⟨

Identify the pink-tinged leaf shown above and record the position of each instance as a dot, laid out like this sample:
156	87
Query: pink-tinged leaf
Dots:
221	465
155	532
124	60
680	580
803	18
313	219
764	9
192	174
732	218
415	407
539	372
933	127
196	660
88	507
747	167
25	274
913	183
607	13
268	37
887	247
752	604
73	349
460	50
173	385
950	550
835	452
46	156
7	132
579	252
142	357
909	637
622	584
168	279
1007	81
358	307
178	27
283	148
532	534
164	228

⟩

Rewrite the entries above, putting "reddish leaf" wherever "pink-tinged leaf" appears and leaving every other line as it is.

Identify the reddish leaf shown above and record the position of each instance as a dot, laid out like this sample:
156	87
Query: reddish leaf
Dots:
221	465
155	532
124	60
680	580
803	18
313	219
764	9
192	174
732	218
415	407
539	372
933	127
196	660
88	507
747	167
25	274
913	183
607	13
268	37
887	247
752	604
73	349
460	50
173	385
950	550
835	452
46	156
7	132
579	252
142	357
909	637
622	584
168	279
1007	81
358	307
178	27
283	148
532	534
164	228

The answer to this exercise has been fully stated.